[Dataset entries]

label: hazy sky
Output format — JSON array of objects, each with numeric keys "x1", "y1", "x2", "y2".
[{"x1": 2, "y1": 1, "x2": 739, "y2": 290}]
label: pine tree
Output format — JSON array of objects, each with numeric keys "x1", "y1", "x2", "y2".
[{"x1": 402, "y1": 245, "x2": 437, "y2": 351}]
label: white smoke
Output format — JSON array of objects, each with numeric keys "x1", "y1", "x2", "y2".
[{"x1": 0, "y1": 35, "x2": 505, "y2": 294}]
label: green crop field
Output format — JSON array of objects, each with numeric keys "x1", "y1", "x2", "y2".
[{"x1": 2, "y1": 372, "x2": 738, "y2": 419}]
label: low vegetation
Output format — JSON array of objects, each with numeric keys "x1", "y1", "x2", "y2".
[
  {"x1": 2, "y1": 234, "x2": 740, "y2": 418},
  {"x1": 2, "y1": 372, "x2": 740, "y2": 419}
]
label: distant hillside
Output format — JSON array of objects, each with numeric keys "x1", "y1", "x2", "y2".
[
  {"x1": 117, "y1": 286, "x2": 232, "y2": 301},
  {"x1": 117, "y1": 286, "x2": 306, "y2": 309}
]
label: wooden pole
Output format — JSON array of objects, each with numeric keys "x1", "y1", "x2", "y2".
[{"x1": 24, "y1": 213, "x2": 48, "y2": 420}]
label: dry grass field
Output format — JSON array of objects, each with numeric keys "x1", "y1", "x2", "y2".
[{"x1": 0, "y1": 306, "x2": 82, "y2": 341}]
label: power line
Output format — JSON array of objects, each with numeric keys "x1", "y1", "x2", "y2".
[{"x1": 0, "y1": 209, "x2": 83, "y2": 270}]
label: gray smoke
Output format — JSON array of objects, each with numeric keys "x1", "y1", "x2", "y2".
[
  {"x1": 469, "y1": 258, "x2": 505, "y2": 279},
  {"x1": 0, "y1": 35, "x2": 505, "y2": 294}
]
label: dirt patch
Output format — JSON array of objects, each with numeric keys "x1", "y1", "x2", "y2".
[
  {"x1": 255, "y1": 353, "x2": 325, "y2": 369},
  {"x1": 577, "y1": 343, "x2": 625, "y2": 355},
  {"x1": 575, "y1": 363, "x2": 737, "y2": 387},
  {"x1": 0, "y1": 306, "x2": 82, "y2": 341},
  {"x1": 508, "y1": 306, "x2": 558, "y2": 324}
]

Action item
What is needed is a verbatim copy of the data, complete from first line to last.

Response to this task
label: hazy sky
Output format — JSON array of objects, each with numeric keys "x1", "y1", "x2", "y2".
[{"x1": 2, "y1": 1, "x2": 739, "y2": 290}]
label: pine tree
Output format — JSON array of objects, each with numeric keys "x1", "y1", "x2", "y2".
[{"x1": 402, "y1": 245, "x2": 437, "y2": 351}]
label: white smoke
Output format — JSON array of objects, each with numeric keys "x1", "y1", "x2", "y2".
[{"x1": 0, "y1": 35, "x2": 505, "y2": 294}]
label: green crop field
Output format — JSON array of objects, each with numeric keys "x1", "y1", "x2", "y2".
[{"x1": 2, "y1": 372, "x2": 738, "y2": 419}]
label: low vegetation
Output format — JSON array of objects, each with numeric keys "x1", "y1", "x2", "y2".
[
  {"x1": 2, "y1": 234, "x2": 740, "y2": 418},
  {"x1": 2, "y1": 372, "x2": 740, "y2": 419}
]
label: distant hillside
Output format — JSON array of objects, each with numeric keys "x1", "y1", "x2", "y2".
[
  {"x1": 117, "y1": 286, "x2": 232, "y2": 301},
  {"x1": 117, "y1": 286, "x2": 306, "y2": 309}
]
label: wooden pole
Output format — JSON array of objects, each with numeric keys "x1", "y1", "x2", "y2".
[{"x1": 24, "y1": 213, "x2": 48, "y2": 420}]
label: dry grass field
Output format — JSON array of objects, each with numeric keys "x1", "y1", "x2", "y2".
[{"x1": 0, "y1": 306, "x2": 82, "y2": 341}]
label: power line
Output format — JSON array of objects, each with numeric keys "x1", "y1", "x2", "y2".
[{"x1": 0, "y1": 209, "x2": 83, "y2": 270}]
label: gray smoke
Output format — JSON array of objects, each with numeric keys "x1", "y1", "x2", "y2".
[
  {"x1": 469, "y1": 258, "x2": 505, "y2": 279},
  {"x1": 0, "y1": 35, "x2": 505, "y2": 294}
]
label: dirt patch
Output format — JSON array of objects, each with numeric keys "x1", "y1", "x2", "y2".
[
  {"x1": 255, "y1": 353, "x2": 325, "y2": 369},
  {"x1": 577, "y1": 343, "x2": 625, "y2": 355},
  {"x1": 575, "y1": 363, "x2": 737, "y2": 387},
  {"x1": 0, "y1": 306, "x2": 82, "y2": 341},
  {"x1": 508, "y1": 306, "x2": 558, "y2": 324}
]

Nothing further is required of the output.